*Problem to solve:* Scan the data for "below" and copy the lines it appears in.

***** Records supplied

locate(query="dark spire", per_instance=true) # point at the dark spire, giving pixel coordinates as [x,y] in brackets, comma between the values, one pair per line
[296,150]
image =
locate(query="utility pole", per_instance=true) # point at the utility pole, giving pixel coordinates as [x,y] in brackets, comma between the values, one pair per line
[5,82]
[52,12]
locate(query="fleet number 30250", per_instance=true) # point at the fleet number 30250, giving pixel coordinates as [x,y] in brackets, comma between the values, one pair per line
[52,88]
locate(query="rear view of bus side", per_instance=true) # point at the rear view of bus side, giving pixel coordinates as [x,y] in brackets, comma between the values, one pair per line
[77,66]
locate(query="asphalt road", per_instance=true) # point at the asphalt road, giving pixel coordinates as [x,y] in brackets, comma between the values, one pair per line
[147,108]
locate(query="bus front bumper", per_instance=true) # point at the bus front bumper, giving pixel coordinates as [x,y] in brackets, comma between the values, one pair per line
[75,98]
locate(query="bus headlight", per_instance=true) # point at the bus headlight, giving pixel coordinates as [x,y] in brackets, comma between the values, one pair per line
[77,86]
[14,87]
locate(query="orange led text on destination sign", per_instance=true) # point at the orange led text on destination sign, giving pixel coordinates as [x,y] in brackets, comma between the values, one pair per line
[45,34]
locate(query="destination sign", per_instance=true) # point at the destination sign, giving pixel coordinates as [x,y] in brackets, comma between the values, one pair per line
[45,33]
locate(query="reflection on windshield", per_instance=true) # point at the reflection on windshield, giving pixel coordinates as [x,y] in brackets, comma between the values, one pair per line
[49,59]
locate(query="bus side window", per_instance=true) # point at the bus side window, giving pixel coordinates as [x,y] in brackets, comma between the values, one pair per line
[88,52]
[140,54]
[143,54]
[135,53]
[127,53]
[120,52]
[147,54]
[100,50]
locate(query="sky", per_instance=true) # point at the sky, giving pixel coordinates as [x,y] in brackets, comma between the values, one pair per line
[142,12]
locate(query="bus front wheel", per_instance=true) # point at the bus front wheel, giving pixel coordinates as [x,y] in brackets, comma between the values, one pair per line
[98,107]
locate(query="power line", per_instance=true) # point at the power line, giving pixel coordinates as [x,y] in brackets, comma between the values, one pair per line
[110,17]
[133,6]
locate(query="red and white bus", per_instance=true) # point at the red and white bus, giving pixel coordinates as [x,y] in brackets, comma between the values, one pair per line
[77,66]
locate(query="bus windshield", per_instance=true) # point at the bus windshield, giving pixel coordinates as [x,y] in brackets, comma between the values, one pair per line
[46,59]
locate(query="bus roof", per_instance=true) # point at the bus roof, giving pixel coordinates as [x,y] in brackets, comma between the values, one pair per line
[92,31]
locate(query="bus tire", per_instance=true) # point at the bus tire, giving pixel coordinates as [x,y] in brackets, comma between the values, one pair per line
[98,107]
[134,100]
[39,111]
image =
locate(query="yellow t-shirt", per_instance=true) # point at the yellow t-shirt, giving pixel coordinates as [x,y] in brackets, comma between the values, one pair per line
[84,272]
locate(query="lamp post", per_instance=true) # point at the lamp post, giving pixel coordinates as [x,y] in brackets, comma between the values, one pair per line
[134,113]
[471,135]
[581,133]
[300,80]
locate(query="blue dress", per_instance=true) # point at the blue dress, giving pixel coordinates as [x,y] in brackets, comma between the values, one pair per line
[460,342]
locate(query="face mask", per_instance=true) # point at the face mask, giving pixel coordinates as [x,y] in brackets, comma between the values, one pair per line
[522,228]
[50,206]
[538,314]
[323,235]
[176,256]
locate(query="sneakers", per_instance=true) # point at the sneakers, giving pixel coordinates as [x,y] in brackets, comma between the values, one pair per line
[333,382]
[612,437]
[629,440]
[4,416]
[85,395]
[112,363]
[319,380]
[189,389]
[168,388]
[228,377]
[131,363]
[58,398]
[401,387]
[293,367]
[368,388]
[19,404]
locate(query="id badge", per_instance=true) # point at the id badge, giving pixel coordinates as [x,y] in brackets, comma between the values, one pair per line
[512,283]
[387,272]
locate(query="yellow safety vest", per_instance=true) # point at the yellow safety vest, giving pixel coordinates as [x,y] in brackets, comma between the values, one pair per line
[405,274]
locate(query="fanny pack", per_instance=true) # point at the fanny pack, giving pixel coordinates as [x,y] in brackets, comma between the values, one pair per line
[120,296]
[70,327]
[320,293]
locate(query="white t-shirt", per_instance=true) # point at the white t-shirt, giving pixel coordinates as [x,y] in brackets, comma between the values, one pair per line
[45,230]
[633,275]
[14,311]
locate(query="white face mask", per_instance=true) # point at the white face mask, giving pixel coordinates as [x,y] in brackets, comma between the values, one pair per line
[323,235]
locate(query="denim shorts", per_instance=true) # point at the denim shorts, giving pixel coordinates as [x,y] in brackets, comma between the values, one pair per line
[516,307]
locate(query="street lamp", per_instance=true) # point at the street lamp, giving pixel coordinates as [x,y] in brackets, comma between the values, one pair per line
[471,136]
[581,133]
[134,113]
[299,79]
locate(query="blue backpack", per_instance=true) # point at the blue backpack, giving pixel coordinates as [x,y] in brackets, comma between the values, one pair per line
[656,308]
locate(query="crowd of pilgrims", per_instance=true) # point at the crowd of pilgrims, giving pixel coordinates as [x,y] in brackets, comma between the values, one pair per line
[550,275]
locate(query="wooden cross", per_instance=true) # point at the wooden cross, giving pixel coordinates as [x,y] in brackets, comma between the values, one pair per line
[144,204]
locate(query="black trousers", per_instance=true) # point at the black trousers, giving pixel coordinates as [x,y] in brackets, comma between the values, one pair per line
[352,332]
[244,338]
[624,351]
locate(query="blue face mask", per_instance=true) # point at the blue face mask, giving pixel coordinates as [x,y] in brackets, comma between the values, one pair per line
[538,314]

**********
***** Records supplied

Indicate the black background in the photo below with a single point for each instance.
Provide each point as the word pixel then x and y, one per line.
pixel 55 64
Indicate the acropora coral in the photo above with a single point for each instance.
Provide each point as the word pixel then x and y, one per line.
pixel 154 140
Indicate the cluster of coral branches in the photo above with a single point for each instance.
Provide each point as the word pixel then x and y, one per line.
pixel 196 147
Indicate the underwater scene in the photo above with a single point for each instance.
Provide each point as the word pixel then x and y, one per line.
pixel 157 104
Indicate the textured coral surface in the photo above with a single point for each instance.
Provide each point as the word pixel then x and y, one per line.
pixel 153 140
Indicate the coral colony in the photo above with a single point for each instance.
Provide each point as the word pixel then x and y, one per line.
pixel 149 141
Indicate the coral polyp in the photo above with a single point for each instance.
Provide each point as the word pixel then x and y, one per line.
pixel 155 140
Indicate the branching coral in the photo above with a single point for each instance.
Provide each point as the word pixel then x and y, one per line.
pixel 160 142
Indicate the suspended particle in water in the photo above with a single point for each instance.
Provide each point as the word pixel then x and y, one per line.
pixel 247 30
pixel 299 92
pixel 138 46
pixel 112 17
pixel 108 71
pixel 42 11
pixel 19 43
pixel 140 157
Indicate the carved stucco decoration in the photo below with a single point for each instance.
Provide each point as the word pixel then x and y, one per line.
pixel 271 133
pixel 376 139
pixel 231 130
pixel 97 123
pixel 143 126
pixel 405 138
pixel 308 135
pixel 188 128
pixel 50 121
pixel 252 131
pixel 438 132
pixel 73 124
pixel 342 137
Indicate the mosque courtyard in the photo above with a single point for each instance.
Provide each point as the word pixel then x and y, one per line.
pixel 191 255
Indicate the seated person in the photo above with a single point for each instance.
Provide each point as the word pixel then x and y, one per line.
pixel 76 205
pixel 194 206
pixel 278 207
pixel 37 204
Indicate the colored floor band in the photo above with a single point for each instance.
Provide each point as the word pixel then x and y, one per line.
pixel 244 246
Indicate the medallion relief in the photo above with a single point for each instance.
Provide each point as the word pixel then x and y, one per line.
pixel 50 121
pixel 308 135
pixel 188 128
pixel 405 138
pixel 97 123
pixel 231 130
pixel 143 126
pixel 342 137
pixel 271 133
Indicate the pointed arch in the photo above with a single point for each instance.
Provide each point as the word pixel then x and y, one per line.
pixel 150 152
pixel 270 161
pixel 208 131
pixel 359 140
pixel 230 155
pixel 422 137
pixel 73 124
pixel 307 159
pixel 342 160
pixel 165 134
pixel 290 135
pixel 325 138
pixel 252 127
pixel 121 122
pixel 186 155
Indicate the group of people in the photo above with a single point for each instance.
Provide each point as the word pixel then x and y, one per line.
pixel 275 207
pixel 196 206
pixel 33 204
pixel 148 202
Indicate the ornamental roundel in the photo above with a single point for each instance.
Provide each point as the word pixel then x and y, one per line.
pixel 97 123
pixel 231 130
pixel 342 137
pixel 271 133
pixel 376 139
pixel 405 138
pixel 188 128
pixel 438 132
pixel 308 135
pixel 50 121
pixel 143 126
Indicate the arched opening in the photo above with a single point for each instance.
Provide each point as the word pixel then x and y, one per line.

**********

*Expected answer:*
Indicate the black background in the photo below with a single point for each instance.
Indicate the carved stucco decoration in the photo below with a single point for each instance.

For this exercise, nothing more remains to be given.